* **Estratto pagina**:
════════════════
Chi di voi ha la bontà di seguire anche la pagina Facebook di questo blog avrà visto, ieri, l’articolo del Corriere della Sera a firma di Matteo Persivale che ho condiviso a beneficio dei miei lettori.
L’articolo prendeva spunto dalla difficile situazione in cui versa una delle leggende del football NFL, Brett Favre, situazione da lui stesso ammessa in un’intervista apparsa sui media statunitensi lo scorso 25 ottobre, dopo che lo stesso Favre aveva appena rifiutato la chiamata dei St. Louis Rams come qb “ad interim” in sostituzione dell’infortunato Sam Bradford.
════════════════
* **Righe fornite**:
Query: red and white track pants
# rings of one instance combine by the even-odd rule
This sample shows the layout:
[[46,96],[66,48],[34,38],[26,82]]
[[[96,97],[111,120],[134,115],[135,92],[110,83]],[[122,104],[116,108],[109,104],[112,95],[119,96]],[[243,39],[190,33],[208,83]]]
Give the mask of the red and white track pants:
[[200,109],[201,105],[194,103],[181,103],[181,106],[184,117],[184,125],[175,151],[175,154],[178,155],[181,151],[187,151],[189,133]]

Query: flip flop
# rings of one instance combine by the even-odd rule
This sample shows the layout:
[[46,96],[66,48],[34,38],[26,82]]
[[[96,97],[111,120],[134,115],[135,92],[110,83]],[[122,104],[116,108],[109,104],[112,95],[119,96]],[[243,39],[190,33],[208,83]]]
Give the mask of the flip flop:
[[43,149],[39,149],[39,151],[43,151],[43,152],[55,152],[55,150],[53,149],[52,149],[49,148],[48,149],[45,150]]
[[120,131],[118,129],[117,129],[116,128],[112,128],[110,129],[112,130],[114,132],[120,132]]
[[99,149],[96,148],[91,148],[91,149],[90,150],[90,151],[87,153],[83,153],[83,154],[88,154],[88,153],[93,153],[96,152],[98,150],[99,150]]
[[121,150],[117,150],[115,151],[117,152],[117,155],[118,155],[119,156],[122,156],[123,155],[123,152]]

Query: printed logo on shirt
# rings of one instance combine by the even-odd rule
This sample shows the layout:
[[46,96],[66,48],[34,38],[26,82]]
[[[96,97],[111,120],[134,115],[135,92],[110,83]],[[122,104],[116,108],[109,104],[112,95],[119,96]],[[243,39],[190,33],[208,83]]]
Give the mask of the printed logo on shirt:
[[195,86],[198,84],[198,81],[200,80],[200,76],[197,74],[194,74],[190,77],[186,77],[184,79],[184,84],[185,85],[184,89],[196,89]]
════════════════
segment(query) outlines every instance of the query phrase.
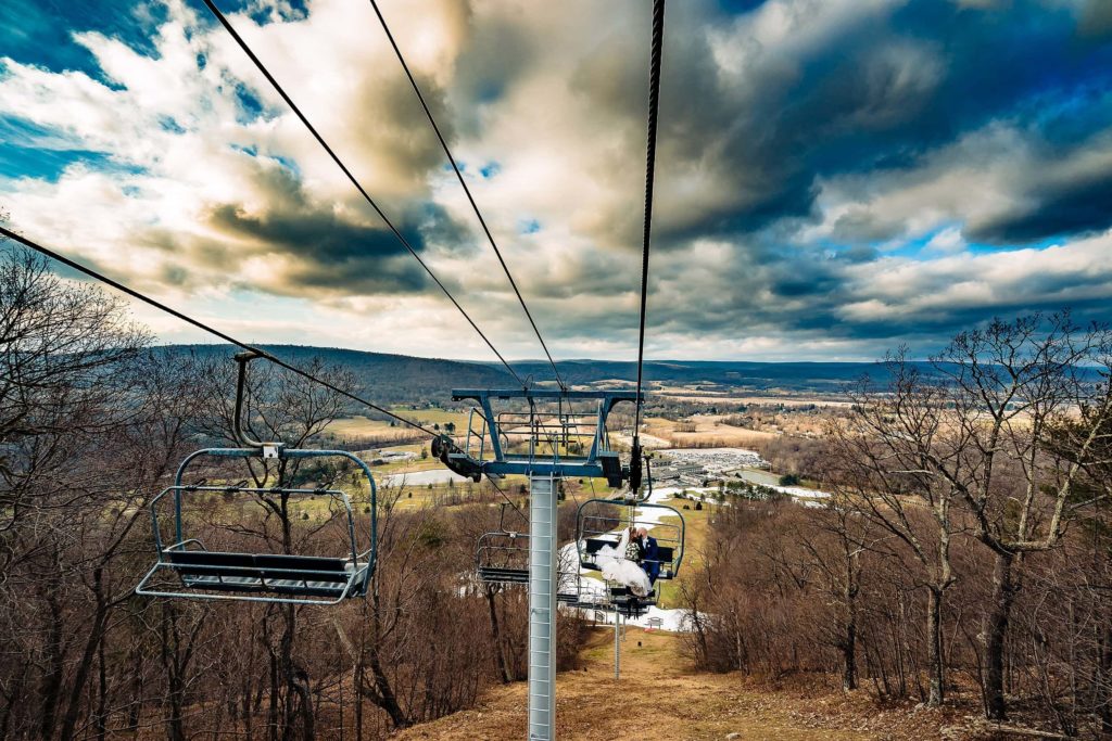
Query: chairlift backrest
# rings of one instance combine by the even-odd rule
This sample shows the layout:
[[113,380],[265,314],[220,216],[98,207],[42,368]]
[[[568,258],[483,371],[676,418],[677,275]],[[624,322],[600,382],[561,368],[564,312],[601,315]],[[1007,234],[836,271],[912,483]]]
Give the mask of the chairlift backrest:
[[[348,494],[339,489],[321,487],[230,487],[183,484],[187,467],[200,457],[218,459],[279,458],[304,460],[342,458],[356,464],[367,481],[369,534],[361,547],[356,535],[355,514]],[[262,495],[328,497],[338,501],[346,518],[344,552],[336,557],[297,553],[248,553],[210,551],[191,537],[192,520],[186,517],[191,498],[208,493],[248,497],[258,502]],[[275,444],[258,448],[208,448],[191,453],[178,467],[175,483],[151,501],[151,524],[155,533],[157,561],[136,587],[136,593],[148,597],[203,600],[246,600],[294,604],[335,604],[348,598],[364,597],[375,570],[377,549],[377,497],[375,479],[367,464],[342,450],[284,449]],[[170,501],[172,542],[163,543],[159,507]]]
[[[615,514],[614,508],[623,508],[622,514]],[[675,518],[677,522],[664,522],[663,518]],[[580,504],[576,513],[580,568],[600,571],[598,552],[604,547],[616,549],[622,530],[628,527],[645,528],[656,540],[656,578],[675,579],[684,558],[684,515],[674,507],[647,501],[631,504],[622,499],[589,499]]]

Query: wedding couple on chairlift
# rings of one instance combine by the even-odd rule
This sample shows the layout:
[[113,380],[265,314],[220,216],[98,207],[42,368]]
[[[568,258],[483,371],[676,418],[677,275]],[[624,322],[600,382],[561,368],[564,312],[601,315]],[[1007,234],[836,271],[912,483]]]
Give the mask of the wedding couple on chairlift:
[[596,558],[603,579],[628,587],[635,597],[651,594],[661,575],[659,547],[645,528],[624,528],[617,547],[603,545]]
════════════════
* **Compito A**: Ricopia dal brano su Brett Favre il passo che comincia con "L’articolo prendeva spunto" e prosegue fino a "dell’infortunato Sam Bradford.".
* **Compito B**: Elenca tutte le persone indicate con nome e cognome nel brano su Brett Favre.
* **Compito C**: Secondo il brano su Brett Favre, in che giorno è uscita sui media statunitensi l'intervista in cui Favre ammette la propria situazione?
Per questo lavoro le righe non servono.

* **Soluzione esercizio A**:
L’articolo prendeva spunto dalla difficile situazione in cui versa una delle leggende del football NFL, Brett Favre, situazione da lui stesso ammessa in un’intervista apparsa sui media statunitensi lo scorso 25 ottobre, dopo che lo stesso Favre aveva appena rifiutato la chiamata dei St. Louis Rams come qb “ad interim” in sostituzione dell’infortunato Sam Bradford.

* **Soluzione esercizio B**: Matteo Persivale, Brett Favre, Sam Bradford

* **Soluzione esercizio C**: Il 25 ottobre.